### Work required
Emit a verbatim copy of the lines running from the line with "Mark one point on each instance of the floodlight pole" through the end of the material below.

— Start of Information supplied —

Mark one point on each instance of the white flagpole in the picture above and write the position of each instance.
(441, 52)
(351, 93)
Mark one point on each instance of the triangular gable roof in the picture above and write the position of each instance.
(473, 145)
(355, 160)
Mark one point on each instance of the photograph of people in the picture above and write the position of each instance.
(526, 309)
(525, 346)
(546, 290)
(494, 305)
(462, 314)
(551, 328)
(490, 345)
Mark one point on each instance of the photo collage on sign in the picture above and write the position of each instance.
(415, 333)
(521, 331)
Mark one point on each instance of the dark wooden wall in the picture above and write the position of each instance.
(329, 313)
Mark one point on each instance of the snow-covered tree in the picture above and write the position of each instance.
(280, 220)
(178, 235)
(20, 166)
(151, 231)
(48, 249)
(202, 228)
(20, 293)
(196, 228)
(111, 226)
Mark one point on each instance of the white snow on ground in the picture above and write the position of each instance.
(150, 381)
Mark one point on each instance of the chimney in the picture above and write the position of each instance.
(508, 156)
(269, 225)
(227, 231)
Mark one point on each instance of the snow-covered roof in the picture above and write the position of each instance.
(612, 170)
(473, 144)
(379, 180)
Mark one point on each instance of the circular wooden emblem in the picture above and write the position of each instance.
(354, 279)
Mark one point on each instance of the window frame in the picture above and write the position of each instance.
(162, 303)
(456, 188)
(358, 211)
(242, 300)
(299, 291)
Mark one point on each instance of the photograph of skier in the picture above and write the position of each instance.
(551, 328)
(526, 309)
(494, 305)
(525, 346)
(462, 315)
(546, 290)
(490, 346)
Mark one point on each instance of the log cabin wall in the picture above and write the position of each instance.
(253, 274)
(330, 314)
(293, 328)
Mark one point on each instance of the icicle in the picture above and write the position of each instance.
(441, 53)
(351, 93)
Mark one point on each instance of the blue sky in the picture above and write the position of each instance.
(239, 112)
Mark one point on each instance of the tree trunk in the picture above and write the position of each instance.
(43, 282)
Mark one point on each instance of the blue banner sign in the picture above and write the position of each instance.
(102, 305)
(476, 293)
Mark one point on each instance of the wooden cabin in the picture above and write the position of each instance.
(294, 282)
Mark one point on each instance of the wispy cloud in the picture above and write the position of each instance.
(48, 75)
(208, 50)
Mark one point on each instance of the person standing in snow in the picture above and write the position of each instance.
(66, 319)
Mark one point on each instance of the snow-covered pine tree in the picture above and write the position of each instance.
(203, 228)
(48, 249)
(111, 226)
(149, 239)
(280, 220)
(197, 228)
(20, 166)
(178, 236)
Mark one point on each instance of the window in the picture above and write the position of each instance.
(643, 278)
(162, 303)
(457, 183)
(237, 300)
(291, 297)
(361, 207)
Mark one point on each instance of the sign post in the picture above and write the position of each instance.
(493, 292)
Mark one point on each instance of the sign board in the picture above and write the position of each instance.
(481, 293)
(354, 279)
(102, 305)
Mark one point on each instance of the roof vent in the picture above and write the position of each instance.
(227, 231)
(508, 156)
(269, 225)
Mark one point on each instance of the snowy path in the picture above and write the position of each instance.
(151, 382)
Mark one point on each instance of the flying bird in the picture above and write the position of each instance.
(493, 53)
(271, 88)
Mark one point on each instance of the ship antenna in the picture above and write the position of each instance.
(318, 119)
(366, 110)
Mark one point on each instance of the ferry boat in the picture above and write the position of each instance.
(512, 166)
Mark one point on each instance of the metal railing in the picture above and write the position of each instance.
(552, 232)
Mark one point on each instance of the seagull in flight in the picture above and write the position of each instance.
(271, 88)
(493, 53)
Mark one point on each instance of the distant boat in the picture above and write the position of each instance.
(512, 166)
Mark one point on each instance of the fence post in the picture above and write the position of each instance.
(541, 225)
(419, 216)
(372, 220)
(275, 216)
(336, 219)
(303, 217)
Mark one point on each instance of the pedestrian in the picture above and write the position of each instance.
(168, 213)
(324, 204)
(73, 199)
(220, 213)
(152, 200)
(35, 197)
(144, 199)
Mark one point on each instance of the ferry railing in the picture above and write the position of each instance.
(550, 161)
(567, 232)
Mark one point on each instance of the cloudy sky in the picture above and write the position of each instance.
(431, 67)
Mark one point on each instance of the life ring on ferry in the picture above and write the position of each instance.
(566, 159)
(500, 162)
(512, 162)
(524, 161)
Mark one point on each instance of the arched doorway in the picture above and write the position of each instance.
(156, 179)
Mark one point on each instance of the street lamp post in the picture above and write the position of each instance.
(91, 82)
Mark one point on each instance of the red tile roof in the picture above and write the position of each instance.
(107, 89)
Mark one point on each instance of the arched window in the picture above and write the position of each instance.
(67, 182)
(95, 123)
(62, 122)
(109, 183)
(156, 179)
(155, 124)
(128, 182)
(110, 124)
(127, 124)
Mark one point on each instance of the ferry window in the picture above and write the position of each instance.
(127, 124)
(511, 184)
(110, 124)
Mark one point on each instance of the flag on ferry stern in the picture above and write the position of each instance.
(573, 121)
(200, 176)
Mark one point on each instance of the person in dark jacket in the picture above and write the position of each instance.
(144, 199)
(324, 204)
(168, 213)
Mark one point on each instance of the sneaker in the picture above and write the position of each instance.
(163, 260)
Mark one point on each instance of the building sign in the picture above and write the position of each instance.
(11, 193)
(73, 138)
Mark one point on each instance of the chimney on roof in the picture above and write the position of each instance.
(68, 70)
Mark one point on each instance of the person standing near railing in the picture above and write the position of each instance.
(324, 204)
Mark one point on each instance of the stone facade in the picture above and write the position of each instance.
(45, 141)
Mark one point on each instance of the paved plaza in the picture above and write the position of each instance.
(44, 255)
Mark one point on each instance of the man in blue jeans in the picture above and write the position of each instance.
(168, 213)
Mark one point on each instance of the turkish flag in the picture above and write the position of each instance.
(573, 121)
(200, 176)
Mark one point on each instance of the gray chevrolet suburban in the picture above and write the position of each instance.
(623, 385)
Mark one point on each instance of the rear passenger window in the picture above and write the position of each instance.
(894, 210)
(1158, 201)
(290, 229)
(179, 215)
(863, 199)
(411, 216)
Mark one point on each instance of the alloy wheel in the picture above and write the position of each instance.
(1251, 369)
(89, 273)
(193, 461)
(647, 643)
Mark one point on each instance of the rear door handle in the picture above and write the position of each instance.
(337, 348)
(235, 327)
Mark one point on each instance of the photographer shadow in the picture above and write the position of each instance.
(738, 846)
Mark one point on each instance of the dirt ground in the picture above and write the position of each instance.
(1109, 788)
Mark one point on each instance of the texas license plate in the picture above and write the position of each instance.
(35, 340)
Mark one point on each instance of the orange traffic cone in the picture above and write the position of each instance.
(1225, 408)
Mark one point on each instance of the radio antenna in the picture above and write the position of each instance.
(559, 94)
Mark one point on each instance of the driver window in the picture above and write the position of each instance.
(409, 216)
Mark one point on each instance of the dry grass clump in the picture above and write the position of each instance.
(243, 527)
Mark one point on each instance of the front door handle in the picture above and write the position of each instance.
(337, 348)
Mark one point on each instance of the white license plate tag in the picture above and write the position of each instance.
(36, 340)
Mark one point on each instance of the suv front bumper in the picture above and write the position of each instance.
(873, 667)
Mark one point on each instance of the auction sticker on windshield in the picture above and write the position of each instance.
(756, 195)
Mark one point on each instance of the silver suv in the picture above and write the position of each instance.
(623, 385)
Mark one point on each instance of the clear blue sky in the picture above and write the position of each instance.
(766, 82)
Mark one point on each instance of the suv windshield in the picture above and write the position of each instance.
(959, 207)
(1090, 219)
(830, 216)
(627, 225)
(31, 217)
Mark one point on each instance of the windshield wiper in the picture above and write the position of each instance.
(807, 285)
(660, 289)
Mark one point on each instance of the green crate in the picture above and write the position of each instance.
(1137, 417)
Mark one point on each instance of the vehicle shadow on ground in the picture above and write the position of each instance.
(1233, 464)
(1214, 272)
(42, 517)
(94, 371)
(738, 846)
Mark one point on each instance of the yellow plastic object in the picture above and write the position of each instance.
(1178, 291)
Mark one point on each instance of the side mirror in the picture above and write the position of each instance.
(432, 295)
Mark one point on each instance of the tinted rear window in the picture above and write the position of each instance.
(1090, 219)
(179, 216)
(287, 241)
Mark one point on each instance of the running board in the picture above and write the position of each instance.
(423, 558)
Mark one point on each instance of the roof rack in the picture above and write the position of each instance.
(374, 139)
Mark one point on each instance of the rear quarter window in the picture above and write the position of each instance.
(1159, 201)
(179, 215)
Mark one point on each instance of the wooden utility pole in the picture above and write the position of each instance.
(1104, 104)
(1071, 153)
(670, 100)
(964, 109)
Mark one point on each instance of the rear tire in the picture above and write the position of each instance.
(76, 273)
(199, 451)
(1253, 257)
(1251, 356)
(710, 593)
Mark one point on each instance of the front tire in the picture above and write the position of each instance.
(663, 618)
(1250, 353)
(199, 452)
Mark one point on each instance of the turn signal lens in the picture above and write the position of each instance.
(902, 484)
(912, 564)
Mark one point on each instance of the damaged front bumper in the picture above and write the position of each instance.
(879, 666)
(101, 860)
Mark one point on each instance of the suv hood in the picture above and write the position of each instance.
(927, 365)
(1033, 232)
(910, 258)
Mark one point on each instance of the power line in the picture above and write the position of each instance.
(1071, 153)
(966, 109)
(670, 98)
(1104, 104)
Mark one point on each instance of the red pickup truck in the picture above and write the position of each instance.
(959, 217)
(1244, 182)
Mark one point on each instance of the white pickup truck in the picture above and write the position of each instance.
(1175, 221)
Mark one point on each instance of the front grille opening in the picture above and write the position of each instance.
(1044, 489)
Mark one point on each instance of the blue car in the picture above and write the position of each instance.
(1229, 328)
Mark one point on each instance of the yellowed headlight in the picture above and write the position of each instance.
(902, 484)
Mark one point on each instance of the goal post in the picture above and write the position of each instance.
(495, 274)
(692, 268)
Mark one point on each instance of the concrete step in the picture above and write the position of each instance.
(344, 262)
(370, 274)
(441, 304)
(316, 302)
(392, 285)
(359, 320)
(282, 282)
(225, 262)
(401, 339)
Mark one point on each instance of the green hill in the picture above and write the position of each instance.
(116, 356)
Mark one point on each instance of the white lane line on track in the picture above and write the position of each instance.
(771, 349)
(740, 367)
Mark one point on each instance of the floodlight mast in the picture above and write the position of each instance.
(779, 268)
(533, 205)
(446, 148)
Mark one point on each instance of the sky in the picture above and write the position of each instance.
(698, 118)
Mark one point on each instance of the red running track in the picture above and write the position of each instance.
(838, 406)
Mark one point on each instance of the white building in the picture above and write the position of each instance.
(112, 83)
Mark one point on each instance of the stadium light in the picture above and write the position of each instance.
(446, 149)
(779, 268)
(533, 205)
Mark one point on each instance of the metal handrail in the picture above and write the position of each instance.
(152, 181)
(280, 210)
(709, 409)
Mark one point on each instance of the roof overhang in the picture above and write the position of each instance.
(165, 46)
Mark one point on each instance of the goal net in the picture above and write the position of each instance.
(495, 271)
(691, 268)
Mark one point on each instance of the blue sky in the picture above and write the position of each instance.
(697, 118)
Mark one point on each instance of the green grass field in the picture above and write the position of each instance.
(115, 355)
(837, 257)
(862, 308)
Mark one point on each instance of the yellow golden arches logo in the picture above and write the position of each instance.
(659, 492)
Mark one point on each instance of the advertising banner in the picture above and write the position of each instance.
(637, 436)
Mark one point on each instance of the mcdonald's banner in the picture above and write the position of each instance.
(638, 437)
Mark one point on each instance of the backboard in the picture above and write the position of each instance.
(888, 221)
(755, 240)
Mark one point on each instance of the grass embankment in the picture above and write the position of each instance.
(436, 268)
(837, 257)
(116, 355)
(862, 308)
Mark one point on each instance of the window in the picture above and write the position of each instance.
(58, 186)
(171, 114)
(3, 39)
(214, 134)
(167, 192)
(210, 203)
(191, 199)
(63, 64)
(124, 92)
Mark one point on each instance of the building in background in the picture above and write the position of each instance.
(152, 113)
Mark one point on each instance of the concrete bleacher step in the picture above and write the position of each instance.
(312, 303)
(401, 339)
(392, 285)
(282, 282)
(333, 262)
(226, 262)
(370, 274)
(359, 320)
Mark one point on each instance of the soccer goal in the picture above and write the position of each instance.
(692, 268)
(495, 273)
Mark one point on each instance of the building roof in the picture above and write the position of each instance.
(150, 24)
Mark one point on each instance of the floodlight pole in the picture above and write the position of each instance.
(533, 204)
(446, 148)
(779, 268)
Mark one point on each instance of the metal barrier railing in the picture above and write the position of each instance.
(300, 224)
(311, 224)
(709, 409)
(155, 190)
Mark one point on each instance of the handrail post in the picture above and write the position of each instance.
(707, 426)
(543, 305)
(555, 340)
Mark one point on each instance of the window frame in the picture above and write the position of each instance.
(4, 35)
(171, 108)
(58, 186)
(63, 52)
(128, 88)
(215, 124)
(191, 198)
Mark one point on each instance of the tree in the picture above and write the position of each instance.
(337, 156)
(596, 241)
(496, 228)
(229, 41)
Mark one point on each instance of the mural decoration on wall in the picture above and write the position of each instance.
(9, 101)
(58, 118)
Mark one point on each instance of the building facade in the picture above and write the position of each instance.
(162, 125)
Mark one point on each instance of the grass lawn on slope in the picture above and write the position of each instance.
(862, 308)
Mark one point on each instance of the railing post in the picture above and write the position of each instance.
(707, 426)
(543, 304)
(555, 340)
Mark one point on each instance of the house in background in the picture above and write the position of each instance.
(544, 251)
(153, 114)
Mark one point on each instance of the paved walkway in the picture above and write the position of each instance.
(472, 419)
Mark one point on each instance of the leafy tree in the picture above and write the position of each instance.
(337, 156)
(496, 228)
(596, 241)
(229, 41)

— End of Information supplied —

### Reply to the task
Mark one point on each instance of the floodlight pole in the picture above and write the position of each instance.
(533, 204)
(446, 148)
(779, 268)
Mark one point on each instance of the metal barrier railing in the picture above and write the position of each instance.
(300, 224)
(311, 224)
(709, 409)
(155, 190)
Mark one point on each instance of the handrail post in the picture above and write the position of each instance.
(707, 426)
(543, 305)
(555, 340)
Mark one point on each instance of the window frame in the picture above and write the position of each instance.
(4, 35)
(171, 108)
(58, 186)
(63, 52)
(128, 88)
(215, 124)
(191, 198)
Mark one point on each instance of the tree in the picture above and write the position of each instance.
(337, 156)
(596, 241)
(496, 228)
(229, 41)
Mark one point on each instance of the mural decoration on wall in the picture above and write the position of each instance.
(9, 101)
(58, 118)
Mark one point on each instance of the building facade in the picture above and write the position of each instance.
(162, 125)
Mark one point on each instance of the grass lawn on slope in the picture above and write the position of each instance.
(862, 308)
Mark one point on each instance of the railing post in the picture above and write the position of each instance.
(707, 426)
(543, 304)
(555, 340)
Mark one point on each instance of the house in background in the picture above and write the position of each instance.
(544, 251)
(153, 114)
Mark one point on each instance of the paved walkway in the picture above and write the position of each instance.
(472, 419)
Mark one point on each instance of the leafy tree in the picture above and write the position of each instance.
(337, 156)
(496, 228)
(596, 241)
(229, 41)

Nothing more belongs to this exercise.